Exercise objective>
Beginning at the line that contains "# return the position of each instance of the black bear", repeat each line exactly through the last one of the records below, and leave out the pictures.

Point localization data>
━━━

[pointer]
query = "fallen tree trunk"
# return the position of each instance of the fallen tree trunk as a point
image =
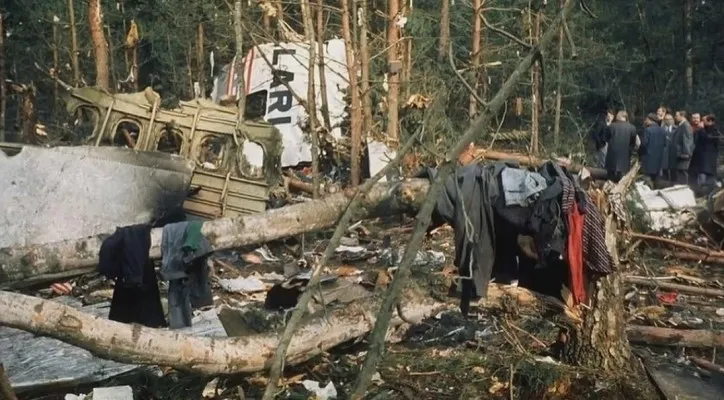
(136, 344)
(528, 160)
(675, 337)
(675, 286)
(24, 266)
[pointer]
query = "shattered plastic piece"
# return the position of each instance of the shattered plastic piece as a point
(327, 392)
(242, 285)
(113, 393)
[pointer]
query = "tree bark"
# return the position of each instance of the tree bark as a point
(100, 46)
(201, 60)
(23, 266)
(311, 93)
(423, 216)
(675, 337)
(688, 52)
(356, 112)
(239, 64)
(535, 87)
(3, 84)
(444, 44)
(74, 52)
(599, 342)
(135, 344)
(559, 85)
(322, 69)
(476, 56)
(365, 66)
(393, 73)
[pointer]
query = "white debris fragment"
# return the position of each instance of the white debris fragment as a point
(113, 393)
(321, 393)
(242, 285)
(668, 209)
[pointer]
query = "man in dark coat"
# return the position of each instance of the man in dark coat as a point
(707, 144)
(652, 148)
(598, 134)
(621, 139)
(669, 128)
(680, 150)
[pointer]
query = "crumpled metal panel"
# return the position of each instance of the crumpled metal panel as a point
(65, 193)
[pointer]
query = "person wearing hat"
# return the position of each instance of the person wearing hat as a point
(653, 144)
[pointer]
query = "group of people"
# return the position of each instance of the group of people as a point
(671, 147)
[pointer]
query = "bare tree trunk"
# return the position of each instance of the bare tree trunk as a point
(311, 93)
(476, 55)
(559, 95)
(423, 216)
(393, 73)
(22, 266)
(600, 342)
(688, 48)
(136, 344)
(356, 117)
(364, 53)
(444, 43)
(56, 60)
(3, 84)
(322, 69)
(74, 52)
(535, 86)
(100, 46)
(200, 60)
(239, 64)
(111, 63)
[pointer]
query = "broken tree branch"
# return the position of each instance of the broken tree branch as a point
(675, 286)
(675, 337)
(277, 366)
(24, 266)
(136, 344)
(476, 128)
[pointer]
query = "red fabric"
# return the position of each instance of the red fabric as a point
(575, 253)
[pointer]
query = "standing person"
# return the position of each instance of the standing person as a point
(680, 149)
(696, 126)
(669, 128)
(707, 142)
(661, 114)
(621, 139)
(652, 148)
(598, 134)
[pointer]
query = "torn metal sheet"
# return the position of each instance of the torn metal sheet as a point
(66, 193)
(36, 363)
(266, 97)
(669, 210)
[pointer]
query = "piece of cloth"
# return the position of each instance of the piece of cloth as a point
(138, 304)
(652, 150)
(681, 147)
(185, 250)
(124, 255)
(621, 138)
(466, 203)
(574, 251)
(521, 187)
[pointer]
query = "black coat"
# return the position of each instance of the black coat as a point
(707, 150)
(652, 149)
(621, 139)
(681, 146)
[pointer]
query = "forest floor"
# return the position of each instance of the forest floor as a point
(502, 353)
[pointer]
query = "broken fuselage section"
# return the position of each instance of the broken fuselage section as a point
(236, 165)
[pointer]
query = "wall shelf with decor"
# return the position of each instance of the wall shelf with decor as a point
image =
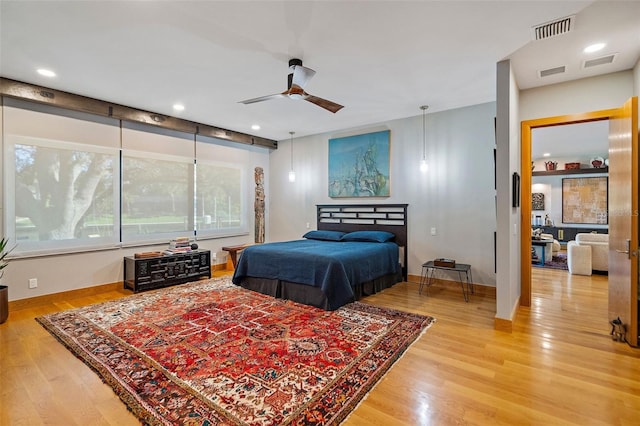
(570, 172)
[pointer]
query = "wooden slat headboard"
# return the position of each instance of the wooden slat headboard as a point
(371, 217)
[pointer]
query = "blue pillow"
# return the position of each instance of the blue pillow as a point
(369, 236)
(324, 235)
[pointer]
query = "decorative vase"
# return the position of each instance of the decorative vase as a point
(4, 303)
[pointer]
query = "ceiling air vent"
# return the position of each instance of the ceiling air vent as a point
(553, 28)
(599, 61)
(552, 71)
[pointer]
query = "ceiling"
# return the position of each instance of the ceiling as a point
(382, 60)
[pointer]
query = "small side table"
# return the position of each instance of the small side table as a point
(429, 269)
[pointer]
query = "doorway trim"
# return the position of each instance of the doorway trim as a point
(525, 190)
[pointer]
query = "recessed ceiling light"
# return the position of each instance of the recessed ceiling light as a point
(594, 48)
(46, 73)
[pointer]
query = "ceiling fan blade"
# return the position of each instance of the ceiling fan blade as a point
(301, 75)
(323, 103)
(263, 98)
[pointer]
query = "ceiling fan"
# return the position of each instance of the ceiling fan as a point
(298, 78)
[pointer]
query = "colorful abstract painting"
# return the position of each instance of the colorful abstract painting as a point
(359, 165)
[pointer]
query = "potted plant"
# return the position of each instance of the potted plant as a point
(4, 290)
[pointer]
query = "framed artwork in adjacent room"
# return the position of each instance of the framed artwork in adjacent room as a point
(359, 165)
(537, 201)
(585, 200)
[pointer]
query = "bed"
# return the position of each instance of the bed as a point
(357, 250)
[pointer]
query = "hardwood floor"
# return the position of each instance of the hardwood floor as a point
(559, 366)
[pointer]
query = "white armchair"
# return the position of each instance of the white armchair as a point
(555, 246)
(588, 253)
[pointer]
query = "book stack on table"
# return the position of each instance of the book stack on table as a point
(179, 245)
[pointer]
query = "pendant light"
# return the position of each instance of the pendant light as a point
(292, 174)
(424, 166)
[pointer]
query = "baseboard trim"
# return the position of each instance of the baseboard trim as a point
(48, 299)
(506, 325)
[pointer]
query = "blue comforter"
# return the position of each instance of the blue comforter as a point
(334, 267)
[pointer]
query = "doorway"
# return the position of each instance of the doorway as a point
(564, 156)
(526, 178)
(623, 205)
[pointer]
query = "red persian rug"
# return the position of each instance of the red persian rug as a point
(212, 353)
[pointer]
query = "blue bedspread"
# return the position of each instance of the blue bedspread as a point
(334, 267)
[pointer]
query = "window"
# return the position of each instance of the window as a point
(157, 185)
(221, 193)
(74, 181)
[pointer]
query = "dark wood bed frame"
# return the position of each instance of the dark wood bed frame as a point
(367, 217)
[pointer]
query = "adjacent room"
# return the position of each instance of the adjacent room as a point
(320, 213)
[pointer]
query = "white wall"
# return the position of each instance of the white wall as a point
(456, 195)
(575, 97)
(508, 162)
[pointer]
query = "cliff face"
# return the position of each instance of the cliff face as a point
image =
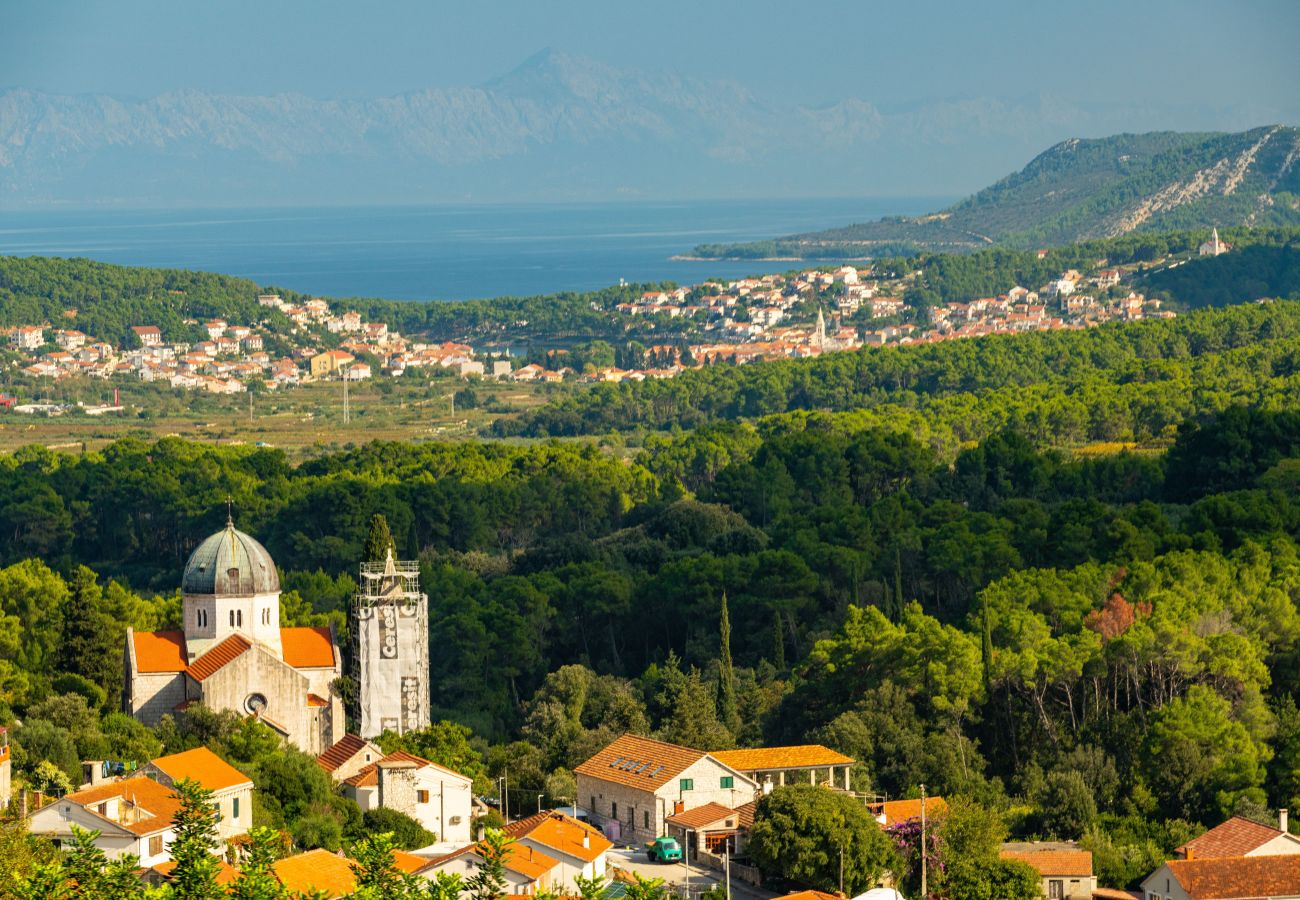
(1110, 186)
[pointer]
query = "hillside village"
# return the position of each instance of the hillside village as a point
(771, 316)
(635, 795)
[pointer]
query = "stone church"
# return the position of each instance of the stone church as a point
(233, 654)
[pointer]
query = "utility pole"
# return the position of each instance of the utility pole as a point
(923, 892)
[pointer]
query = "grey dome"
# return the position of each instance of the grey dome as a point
(230, 563)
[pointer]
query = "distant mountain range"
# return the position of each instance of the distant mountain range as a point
(557, 128)
(1091, 189)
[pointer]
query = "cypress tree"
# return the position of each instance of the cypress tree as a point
(380, 540)
(727, 709)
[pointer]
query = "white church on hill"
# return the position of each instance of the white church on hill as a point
(233, 654)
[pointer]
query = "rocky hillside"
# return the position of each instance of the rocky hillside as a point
(1095, 189)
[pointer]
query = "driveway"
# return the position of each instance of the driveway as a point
(674, 874)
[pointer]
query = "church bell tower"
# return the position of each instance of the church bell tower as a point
(390, 619)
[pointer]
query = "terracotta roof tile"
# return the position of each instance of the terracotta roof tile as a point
(564, 835)
(316, 870)
(307, 648)
(143, 792)
(159, 650)
(345, 749)
(1054, 861)
(640, 762)
(368, 777)
(702, 816)
(902, 810)
(1236, 877)
(203, 766)
(211, 662)
(1236, 836)
(772, 758)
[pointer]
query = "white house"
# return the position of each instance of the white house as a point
(434, 796)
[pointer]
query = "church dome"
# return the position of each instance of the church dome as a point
(230, 563)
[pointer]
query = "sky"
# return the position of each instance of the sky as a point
(1231, 55)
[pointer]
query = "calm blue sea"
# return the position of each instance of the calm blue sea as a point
(440, 252)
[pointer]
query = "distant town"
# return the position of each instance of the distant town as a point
(772, 316)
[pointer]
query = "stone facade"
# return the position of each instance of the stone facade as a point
(233, 654)
(390, 621)
(641, 813)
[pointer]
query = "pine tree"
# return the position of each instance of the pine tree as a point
(727, 709)
(778, 641)
(195, 874)
(380, 540)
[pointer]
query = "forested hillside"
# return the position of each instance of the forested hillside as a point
(1088, 189)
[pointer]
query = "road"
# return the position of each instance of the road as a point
(675, 874)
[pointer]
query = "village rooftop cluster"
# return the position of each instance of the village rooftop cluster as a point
(732, 323)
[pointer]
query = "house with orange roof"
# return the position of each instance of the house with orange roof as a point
(131, 816)
(1240, 836)
(232, 790)
(579, 848)
(1065, 869)
(230, 652)
(528, 870)
(632, 786)
(434, 796)
(772, 765)
(1226, 878)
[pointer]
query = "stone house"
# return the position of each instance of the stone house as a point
(1066, 870)
(438, 799)
(632, 786)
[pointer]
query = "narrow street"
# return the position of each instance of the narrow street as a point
(674, 874)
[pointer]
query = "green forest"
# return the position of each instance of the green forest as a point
(900, 562)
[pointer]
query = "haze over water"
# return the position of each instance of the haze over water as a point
(441, 252)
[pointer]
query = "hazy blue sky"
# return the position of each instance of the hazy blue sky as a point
(1210, 52)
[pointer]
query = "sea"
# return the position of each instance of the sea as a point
(442, 252)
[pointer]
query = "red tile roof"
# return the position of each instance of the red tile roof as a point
(211, 662)
(203, 766)
(1236, 836)
(159, 650)
(1238, 877)
(702, 816)
(774, 758)
(147, 795)
(1074, 864)
(368, 777)
(345, 749)
(640, 762)
(902, 810)
(307, 648)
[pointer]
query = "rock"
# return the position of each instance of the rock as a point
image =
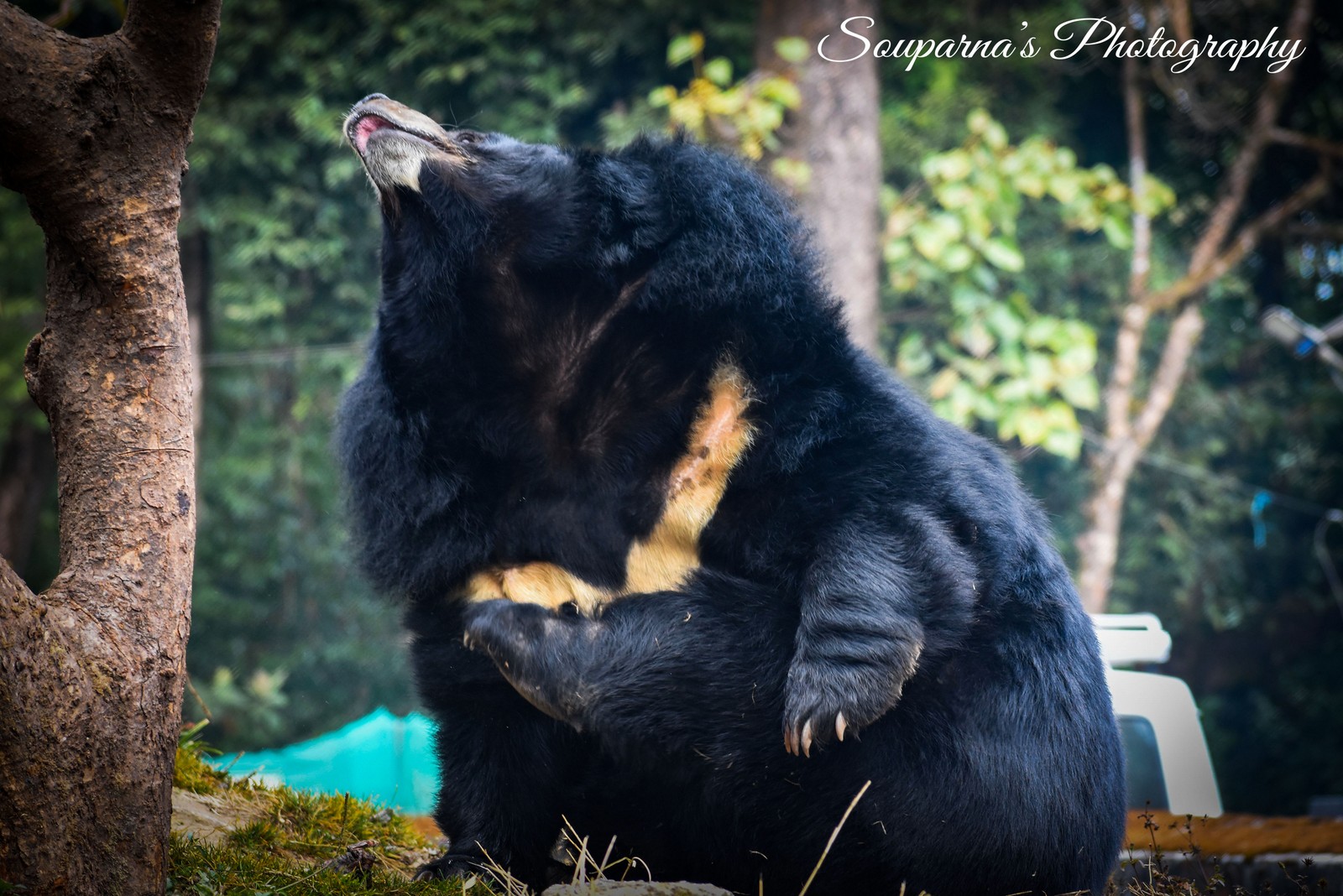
(210, 817)
(635, 888)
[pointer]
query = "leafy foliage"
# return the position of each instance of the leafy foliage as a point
(990, 354)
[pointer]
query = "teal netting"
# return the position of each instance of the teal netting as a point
(382, 757)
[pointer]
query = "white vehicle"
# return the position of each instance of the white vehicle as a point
(1168, 765)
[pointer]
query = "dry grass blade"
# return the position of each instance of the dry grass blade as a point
(832, 841)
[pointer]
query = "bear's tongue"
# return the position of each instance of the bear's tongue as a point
(364, 129)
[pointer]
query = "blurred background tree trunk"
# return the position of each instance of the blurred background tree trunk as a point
(93, 133)
(1142, 387)
(834, 132)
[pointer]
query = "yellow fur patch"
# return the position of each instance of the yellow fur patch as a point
(665, 560)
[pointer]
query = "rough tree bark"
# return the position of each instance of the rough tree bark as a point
(27, 472)
(1131, 419)
(93, 132)
(836, 133)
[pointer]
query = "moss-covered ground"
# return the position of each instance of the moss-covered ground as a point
(297, 844)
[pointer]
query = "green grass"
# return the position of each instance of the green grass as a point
(292, 835)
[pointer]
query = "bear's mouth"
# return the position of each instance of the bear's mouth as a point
(394, 141)
(376, 113)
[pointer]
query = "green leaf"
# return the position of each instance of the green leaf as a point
(792, 49)
(1119, 231)
(1080, 392)
(685, 47)
(719, 71)
(1004, 253)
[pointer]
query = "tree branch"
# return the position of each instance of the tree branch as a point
(1179, 345)
(1134, 324)
(1306, 141)
(11, 586)
(1244, 243)
(31, 54)
(176, 39)
(1256, 140)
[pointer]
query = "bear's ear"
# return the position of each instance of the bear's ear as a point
(631, 216)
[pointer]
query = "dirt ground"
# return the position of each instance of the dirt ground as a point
(1239, 835)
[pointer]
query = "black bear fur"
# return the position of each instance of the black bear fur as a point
(548, 322)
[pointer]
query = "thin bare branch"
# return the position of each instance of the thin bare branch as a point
(1244, 243)
(1256, 140)
(1182, 22)
(1179, 345)
(1134, 322)
(1306, 141)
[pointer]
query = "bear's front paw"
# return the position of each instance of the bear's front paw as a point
(833, 695)
(536, 649)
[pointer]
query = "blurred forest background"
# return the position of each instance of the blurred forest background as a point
(1005, 258)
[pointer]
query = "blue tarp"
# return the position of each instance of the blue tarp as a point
(382, 757)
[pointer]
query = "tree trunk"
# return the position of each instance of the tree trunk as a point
(27, 472)
(1132, 419)
(93, 132)
(836, 133)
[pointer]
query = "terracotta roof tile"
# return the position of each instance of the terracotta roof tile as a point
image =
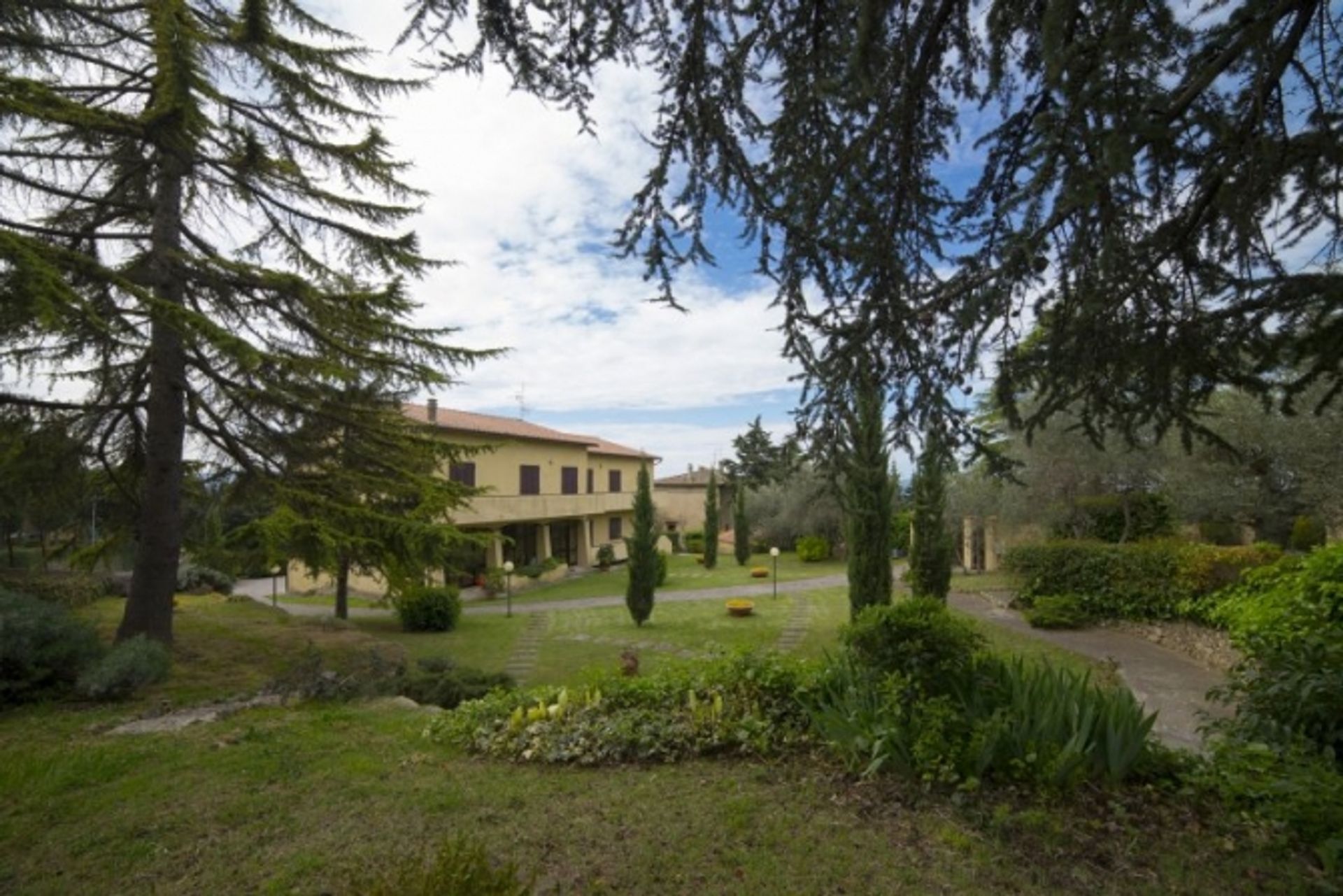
(490, 425)
(513, 427)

━━━

Answer area>
# return the position of each instance of the black bear fur as a point
(548, 322)
[pointer]
query = "thin bare branch"
# return the position of each instance of the thin bare branch as a point
(1244, 243)
(1256, 140)
(1182, 22)
(1179, 345)
(1134, 322)
(1306, 141)
[pointer]
query = "bear's front paw"
# return the position of each instance of the bear's front paw as a point
(833, 695)
(536, 649)
[pointer]
query = "blurred forest background"
# return the position of each instance of the blurred forest background as a point
(1005, 258)
[pointer]
query = "blue tarp"
# return the position of each instance of the blue tarp as a point
(382, 757)
[pointer]
query = "tree trunk"
# return the position of each instance of the tree trunk as a point
(27, 472)
(1132, 419)
(93, 132)
(836, 133)
[pointer]
query = "terracotta roof tile"
# return the position of each instance of the terracotta roof tile as a point
image =
(490, 425)
(513, 427)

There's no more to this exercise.